Como mandamientos:

Es bueno ir a la lucha con determinación, abrazar la vida y vivirla con pasión. Perder con clase y vencer con osadía, porque el mundo pertenece a quien se atreve y la vida es mucho para ser insignificante.
Charles Chaplin

A veces uno sabe de que lado estar simplemente viendo los que están del otro lado.
Leonard Cohen

viernes, 29 de octubre de 2010

De músicas, cantantes y verbenas.

    
      
  A mi padre le encantaba el PARA QUE NO TE OLVIDES, una canción melódica de estribillo facilón y pegadizo, de la que cualquier compositor, avezado y diestro en el asunto, sería capaz de componer a razón de diez al día. Digo sería porque la susodicha composición tiene sus años, aunque podría decir es porque en el presente nos siguen invadiendo obras mucho más insustanciales y cantadas por meritorios cantores faltos de empaque y enjundia. Entonaba el susodicho canto Lorenzo Santamaría, un cantante mallorquín que hacía furor en aquel tiempo que ahora parece perderse en la memoria, y que transcurría, arriba o abajo, por el último tramo de los setenta en que igualmente provocaban furor las baladas arrebatadas de cantores italianos como  Umberto Tozzi, Totto Cotugno, Gianni Bella, Richard Cocciante y algún otro de infausto paso y de cuyo nombre no quiero acordarme.

  Volviendo al de antes, al mallorquín, he de decir que su canto me empalagaba de tal manera que cuando aquel tono se oía en la radio, porque aún no se aposentaba en mi morada la divina magia del reproductor de cintas,  se encendía en mis adentros un ansia desaforada por dar con las tripas del cacharro en el fondo negro del pozo. También se aficionó mi progenitor a la cándida armonía de las canciones primerizas de Julio Iglesias y aun más a las de José Luis Perales, cantante con pinta de soso, dado a la mar y al vuelo de las gaviotas, que decía por entonces sentir celos de su guitarra aunque reconocer debo, y sin que sirva de precedente, que con el paso del tiempo, que siempre ejerce su justo juicio, también me terminó gustando. Andaba yo entonces por el camino que desata los ardores propios de la adolescencia, incluidos acné, espinillas y lloros por los primeros amores perdidos que vistos desde la lejanía ahora resultan tan insustanciales, y aquellos tiernos acordes, como los musitados por Nicola Di Bari, un italiano más feo que Picio, con una voz cazallera capaz de cautivar al más pintao, hacían mis delicias en los tórridos atardeceres, que lo ya eran con sus asuntos, de mi incipiente y apasionada pubertad.

Consigna: Copia de nuevo el fragmento del texto sobre músicas y cantantes que empieza con las palabras que contienen "A mi padre le" y termina con "no quiero acordarme.", y sustituye "facilón" por "sencillo". Los registros son un material aparte y no guardan relación con el texto.

Registros de un conjunto de datos:
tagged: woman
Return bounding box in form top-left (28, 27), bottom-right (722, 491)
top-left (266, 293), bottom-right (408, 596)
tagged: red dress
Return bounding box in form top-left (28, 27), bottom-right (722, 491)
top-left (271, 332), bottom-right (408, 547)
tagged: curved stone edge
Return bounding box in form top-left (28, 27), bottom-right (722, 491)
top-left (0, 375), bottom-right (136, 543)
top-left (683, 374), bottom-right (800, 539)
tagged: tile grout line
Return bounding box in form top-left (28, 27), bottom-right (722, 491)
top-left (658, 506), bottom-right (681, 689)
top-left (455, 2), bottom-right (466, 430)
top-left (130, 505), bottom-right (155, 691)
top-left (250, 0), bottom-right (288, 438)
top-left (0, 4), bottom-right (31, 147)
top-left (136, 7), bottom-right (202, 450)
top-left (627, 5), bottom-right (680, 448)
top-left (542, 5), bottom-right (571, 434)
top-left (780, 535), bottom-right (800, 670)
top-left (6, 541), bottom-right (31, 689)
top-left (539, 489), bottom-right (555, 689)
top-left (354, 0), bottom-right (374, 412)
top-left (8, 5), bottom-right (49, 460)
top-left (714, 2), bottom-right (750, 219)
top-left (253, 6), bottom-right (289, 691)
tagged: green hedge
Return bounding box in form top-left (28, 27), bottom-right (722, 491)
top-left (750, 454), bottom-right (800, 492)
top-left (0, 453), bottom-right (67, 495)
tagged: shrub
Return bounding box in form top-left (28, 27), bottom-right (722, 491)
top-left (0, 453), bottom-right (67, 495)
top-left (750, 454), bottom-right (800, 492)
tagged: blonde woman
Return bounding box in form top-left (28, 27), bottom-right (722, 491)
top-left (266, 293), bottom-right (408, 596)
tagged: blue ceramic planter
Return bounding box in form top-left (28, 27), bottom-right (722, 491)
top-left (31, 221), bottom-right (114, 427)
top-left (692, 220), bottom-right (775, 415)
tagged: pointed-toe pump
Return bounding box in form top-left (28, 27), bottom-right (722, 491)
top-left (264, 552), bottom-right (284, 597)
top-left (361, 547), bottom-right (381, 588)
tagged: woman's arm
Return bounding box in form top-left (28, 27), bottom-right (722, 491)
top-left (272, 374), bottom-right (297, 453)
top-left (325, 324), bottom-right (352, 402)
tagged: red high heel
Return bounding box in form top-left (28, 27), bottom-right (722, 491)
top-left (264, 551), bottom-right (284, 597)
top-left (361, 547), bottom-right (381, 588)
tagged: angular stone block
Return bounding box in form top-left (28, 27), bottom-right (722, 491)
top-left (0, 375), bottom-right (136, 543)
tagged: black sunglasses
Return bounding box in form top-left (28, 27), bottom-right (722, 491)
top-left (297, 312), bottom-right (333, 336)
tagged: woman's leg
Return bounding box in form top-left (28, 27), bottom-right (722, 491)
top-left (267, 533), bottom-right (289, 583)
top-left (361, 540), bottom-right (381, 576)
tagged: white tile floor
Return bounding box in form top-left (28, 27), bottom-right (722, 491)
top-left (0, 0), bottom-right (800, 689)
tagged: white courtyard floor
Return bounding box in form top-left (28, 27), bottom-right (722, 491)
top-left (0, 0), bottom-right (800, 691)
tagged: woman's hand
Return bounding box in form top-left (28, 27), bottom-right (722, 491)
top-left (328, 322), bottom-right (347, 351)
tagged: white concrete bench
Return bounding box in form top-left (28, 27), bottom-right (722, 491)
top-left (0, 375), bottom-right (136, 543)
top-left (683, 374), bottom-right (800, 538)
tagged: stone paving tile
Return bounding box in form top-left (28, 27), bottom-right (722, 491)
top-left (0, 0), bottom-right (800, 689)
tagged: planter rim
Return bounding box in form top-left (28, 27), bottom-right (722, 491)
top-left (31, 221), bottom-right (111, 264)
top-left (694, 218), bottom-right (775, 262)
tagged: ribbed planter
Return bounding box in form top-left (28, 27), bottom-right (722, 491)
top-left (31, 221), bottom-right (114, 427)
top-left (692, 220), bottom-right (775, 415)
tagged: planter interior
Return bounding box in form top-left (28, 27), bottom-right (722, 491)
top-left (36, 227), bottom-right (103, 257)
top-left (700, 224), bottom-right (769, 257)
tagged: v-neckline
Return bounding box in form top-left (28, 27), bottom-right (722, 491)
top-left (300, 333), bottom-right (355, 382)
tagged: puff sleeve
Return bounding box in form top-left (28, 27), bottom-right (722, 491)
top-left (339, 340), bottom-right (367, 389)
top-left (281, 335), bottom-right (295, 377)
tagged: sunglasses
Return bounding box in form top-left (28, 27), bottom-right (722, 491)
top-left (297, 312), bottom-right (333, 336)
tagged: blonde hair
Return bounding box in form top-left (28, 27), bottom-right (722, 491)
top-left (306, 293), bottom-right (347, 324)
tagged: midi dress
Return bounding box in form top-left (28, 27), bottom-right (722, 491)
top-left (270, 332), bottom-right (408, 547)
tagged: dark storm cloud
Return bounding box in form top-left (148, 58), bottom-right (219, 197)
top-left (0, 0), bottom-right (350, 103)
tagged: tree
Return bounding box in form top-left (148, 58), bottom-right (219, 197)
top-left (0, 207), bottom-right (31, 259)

Respuesta:
A mi padre le encantaba el PARA QUE NO TE OLVIDES, una canción melódica de estribillo sencillo y pegadizo, de la que cualquier compositor, avezado y diestro en el asunto, sería capaz de componer a razón de diez al día. Digo sería porque la susodicha composición tiene sus años, aunque podría decir es porque en el presente nos siguen invadiendo obras mucho más insustanciales y cantadas por meritorios cantores faltos de empaque y enjundia. Entonaba el susodicho canto Lorenzo Santamaría, un cantante mallorquín que hacía furor en aquel tiempo que ahora parece perderse en la memoria, y que transcurría, arriba o abajo, por el último tramo de los setenta en que igualmente provocaban furor las baladas arrebatadas de cantores italianos como  Umberto Tozzi, Totto Cotugno, Gianni Bella, Richard Cocciante y algún otro de infausto paso y de cuyo nombre no quiero acordarme.